Output every line of the listing, from the line containing "One pin per instance of the blue" through the end of the listing, as a JSON list of strings with one string per line. Leave out any blank lines.

**Stored data**
_ _ _ _

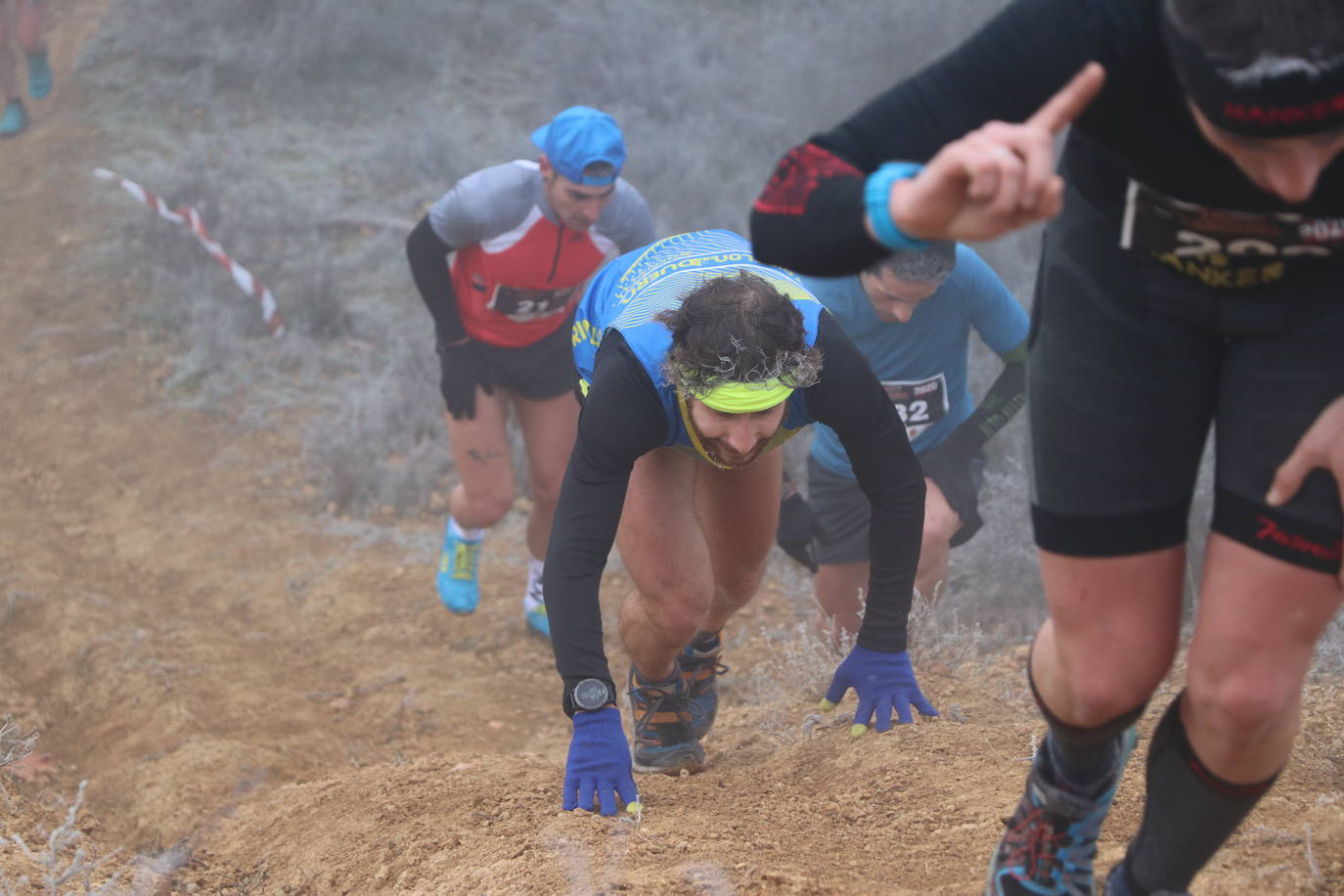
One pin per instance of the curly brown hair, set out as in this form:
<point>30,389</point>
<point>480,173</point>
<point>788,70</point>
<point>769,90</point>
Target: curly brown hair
<point>739,328</point>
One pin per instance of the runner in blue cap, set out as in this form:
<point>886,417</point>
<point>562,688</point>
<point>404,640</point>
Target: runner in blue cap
<point>499,261</point>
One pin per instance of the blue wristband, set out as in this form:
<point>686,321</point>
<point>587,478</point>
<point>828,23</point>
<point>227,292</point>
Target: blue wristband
<point>876,201</point>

_ _ _ _

**Written response**
[
  "One pin per instance of the blue wristband, set out as in this form:",
  "<point>686,321</point>",
  "<point>587,478</point>",
  "<point>828,23</point>",
  "<point>227,292</point>",
  "Target: blue wristband",
  "<point>876,201</point>"
]